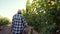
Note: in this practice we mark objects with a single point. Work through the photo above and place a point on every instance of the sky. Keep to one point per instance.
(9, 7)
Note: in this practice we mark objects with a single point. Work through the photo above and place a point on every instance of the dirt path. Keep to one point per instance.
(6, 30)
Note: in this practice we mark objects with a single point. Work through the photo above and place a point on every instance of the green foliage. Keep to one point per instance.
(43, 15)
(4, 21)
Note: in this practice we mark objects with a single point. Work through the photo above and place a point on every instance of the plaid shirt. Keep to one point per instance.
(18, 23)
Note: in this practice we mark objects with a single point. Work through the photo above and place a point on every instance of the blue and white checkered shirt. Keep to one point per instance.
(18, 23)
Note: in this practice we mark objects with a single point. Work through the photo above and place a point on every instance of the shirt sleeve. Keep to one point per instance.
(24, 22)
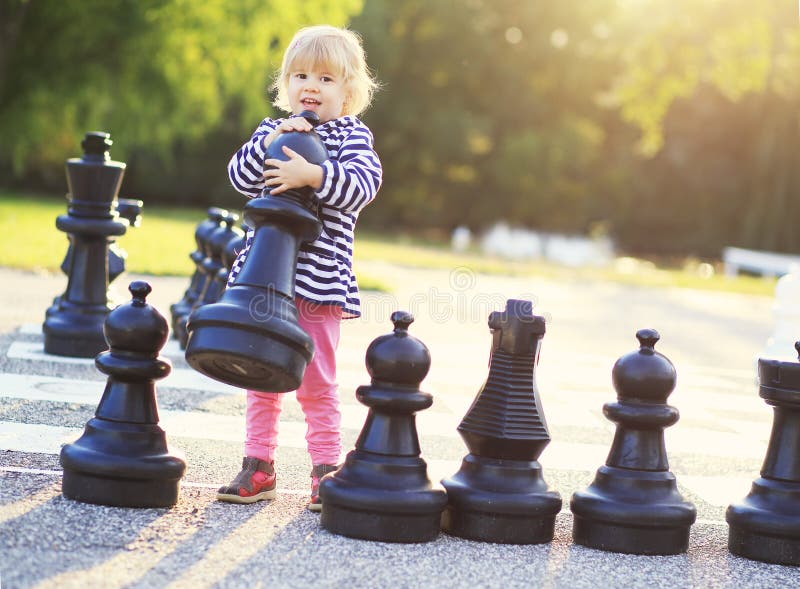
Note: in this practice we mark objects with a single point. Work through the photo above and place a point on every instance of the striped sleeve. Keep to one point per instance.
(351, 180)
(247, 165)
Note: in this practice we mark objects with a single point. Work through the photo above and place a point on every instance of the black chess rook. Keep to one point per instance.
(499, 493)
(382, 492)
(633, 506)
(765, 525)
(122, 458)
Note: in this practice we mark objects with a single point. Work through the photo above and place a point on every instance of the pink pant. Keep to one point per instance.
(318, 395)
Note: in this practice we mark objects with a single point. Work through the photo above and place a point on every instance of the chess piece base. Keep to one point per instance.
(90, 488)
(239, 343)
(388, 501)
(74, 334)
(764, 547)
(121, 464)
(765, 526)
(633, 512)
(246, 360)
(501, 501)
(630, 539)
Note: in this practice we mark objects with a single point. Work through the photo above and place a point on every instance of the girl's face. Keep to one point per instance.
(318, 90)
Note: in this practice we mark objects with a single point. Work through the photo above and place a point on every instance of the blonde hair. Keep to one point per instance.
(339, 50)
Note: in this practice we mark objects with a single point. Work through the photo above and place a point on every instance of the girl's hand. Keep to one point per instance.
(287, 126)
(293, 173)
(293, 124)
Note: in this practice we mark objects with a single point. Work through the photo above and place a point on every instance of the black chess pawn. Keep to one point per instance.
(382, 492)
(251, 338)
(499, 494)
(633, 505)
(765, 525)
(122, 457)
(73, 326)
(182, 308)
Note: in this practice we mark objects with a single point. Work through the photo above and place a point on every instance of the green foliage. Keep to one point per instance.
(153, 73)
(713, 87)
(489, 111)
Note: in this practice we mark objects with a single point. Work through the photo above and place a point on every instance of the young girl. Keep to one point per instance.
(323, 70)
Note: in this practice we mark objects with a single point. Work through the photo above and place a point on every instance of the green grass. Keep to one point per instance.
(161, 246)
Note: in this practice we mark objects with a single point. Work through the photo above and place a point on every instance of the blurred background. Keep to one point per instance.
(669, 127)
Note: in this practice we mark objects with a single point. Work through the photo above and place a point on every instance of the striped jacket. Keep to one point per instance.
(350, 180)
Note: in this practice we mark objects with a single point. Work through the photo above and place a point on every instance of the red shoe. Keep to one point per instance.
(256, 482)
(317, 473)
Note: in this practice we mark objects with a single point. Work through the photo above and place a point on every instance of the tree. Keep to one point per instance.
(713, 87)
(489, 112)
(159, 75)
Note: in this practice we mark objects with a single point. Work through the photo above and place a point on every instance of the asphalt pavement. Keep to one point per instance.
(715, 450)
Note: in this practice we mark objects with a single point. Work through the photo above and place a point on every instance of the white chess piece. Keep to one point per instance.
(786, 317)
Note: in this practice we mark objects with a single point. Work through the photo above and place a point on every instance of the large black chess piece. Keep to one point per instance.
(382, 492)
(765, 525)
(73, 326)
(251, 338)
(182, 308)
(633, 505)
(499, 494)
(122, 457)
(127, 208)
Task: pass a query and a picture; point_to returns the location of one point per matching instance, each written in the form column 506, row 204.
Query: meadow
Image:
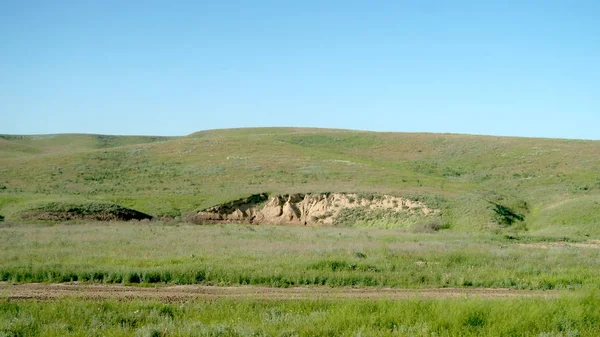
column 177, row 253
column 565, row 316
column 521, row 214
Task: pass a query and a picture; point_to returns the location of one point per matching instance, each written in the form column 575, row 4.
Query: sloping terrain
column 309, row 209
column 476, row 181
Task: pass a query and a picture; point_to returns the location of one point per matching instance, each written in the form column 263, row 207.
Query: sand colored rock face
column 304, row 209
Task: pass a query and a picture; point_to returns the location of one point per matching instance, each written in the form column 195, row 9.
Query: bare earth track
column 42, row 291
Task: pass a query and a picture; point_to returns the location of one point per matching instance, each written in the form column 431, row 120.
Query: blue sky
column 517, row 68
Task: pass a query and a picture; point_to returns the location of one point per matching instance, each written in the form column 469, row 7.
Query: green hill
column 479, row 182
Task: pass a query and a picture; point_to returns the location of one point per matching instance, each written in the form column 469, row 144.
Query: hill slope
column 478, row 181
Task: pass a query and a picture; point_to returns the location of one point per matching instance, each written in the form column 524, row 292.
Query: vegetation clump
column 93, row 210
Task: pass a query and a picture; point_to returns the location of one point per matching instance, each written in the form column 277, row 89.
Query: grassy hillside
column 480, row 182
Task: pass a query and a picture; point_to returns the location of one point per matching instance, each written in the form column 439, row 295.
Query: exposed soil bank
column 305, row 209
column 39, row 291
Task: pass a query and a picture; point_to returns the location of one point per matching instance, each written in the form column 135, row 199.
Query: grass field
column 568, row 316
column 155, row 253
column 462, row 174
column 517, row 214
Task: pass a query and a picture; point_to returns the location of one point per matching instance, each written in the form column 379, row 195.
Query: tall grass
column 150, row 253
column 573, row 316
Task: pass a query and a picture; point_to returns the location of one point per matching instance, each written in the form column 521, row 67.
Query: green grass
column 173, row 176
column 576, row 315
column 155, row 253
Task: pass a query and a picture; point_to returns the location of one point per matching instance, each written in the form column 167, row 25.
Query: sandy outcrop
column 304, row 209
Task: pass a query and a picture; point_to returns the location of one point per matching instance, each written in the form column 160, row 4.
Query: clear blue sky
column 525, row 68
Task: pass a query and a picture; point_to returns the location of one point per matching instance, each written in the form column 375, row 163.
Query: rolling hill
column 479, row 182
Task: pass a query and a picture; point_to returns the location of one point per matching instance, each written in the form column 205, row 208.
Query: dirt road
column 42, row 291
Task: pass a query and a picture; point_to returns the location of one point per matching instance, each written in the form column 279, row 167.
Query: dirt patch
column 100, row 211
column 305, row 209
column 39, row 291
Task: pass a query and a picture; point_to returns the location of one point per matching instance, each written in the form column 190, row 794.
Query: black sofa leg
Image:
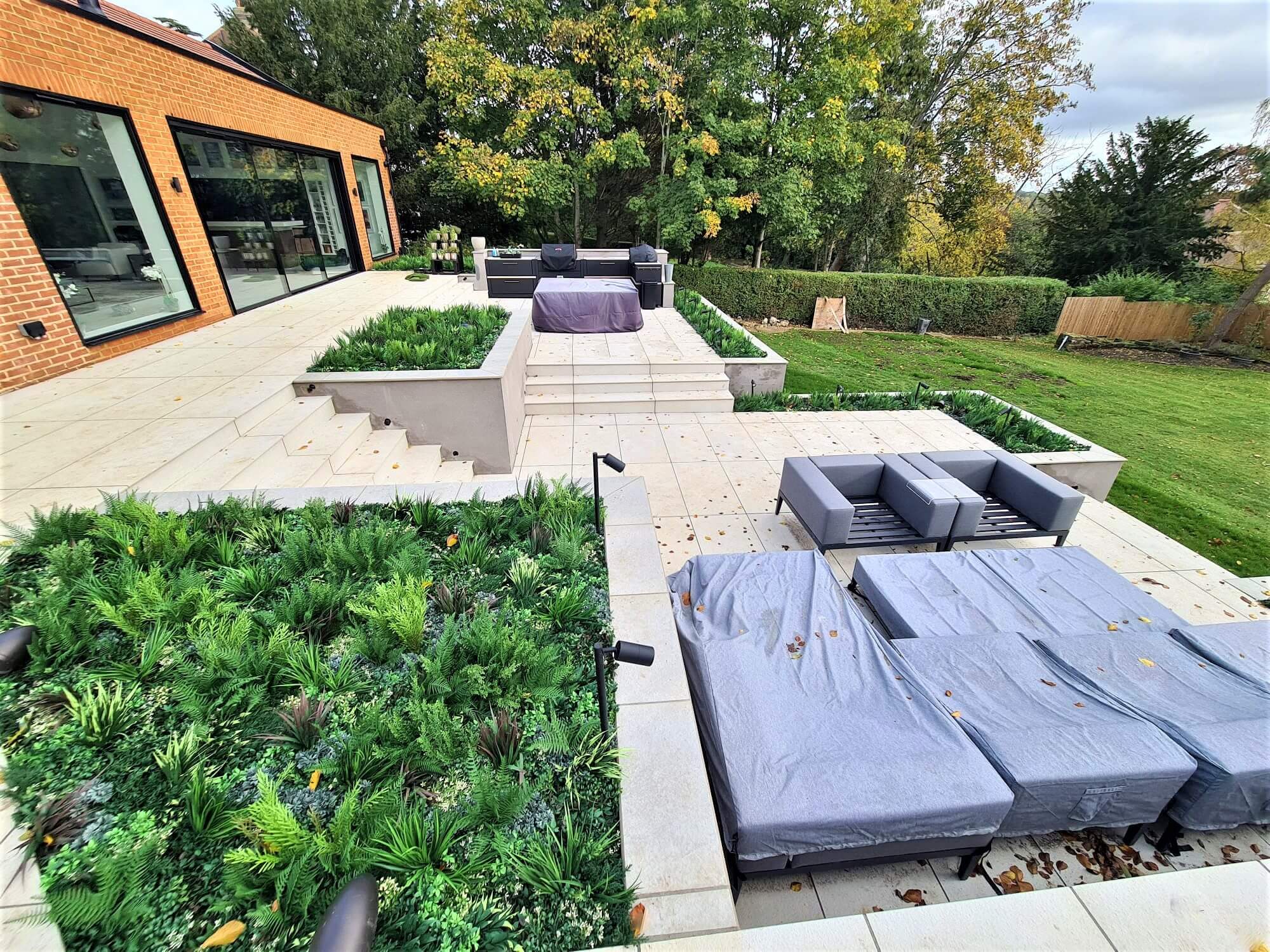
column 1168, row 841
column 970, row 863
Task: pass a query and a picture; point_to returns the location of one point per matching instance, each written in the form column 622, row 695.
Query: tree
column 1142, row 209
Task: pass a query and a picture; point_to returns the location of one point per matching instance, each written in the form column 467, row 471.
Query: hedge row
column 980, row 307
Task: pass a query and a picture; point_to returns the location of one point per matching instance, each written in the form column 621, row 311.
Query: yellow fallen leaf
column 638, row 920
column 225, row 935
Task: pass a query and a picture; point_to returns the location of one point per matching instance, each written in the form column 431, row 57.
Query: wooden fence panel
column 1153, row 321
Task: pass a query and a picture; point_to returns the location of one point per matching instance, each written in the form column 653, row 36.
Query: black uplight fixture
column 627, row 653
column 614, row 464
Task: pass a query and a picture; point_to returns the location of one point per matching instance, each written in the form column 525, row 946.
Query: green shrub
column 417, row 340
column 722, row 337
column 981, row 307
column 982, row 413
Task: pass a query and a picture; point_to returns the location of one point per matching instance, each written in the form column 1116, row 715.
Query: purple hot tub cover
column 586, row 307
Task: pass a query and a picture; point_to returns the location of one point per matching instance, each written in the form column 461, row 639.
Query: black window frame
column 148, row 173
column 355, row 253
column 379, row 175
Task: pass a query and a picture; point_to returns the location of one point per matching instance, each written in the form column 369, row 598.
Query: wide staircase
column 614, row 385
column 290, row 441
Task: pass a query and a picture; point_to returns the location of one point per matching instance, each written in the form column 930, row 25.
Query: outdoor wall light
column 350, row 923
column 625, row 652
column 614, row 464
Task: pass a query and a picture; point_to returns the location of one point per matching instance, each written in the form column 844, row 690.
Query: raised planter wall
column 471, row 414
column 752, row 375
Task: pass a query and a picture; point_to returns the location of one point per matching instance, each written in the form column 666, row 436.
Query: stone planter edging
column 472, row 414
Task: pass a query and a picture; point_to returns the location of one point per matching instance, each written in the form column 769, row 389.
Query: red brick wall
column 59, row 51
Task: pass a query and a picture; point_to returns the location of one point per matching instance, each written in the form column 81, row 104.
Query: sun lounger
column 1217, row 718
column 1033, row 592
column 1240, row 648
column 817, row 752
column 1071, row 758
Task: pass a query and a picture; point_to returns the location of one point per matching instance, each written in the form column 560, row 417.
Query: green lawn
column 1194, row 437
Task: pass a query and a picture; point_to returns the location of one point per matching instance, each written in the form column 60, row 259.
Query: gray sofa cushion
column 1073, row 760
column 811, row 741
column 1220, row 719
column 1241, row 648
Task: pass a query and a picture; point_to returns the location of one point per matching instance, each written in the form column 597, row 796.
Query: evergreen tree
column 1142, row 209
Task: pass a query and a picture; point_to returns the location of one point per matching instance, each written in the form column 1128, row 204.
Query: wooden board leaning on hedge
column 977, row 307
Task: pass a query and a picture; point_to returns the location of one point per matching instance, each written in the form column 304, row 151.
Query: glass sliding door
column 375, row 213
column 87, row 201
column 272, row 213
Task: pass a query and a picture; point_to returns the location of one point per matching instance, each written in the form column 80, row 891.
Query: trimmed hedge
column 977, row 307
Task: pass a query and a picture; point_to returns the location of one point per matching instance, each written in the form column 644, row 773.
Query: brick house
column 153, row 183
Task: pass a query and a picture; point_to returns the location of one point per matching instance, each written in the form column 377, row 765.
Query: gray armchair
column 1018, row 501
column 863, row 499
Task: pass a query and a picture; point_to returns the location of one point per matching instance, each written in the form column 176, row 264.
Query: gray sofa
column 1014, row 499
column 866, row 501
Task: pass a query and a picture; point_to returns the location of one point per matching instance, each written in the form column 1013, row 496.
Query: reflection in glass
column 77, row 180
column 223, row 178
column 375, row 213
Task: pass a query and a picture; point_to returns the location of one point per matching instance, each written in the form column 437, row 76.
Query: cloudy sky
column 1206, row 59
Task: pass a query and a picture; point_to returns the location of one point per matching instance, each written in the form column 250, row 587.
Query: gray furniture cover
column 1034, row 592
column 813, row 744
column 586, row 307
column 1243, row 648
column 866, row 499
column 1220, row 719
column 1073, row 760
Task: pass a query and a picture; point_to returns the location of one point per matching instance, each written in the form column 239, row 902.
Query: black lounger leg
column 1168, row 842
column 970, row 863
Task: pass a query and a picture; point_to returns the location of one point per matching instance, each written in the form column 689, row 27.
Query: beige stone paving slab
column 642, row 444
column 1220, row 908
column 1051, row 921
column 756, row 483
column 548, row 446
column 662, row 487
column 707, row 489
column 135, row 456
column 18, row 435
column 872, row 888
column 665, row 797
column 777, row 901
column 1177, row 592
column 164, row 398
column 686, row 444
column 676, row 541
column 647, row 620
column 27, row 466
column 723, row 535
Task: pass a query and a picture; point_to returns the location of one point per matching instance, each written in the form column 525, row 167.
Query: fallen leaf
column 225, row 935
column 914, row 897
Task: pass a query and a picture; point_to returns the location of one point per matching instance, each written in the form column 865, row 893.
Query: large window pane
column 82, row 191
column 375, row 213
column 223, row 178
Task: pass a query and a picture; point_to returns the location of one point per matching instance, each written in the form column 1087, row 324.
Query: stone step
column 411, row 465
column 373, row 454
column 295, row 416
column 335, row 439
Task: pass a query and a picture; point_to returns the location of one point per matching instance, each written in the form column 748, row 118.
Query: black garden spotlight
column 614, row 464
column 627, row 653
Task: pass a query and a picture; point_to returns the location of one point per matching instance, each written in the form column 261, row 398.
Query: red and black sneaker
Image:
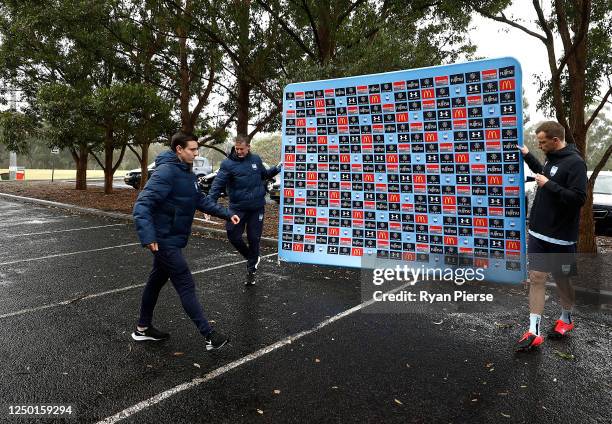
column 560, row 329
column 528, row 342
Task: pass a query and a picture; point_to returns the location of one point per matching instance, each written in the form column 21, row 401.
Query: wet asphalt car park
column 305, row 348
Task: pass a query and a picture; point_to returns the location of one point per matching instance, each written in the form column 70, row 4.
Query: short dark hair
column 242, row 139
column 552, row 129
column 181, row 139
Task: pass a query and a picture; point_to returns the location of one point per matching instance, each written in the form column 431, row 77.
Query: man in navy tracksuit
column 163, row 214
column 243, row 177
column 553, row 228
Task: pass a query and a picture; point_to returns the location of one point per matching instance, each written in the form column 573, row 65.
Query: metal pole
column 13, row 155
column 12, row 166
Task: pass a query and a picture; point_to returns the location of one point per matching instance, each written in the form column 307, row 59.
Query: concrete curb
- - -
__What you should do__. Copy out again, word for word, the rows starting with the line that contains "524, row 292." and going on through the line that contains "column 480, row 182".

__The completed task__.
Task: pass a query and a picture; point_to returns the location of one point per matching instance, each written in the form column 524, row 292.
Query: vegetation clump
column 93, row 210
Task: pass a query and a picture; point_to returns the location of one point per matching instance, each written in the form column 277, row 89.
Query: grassy hillside
column 480, row 182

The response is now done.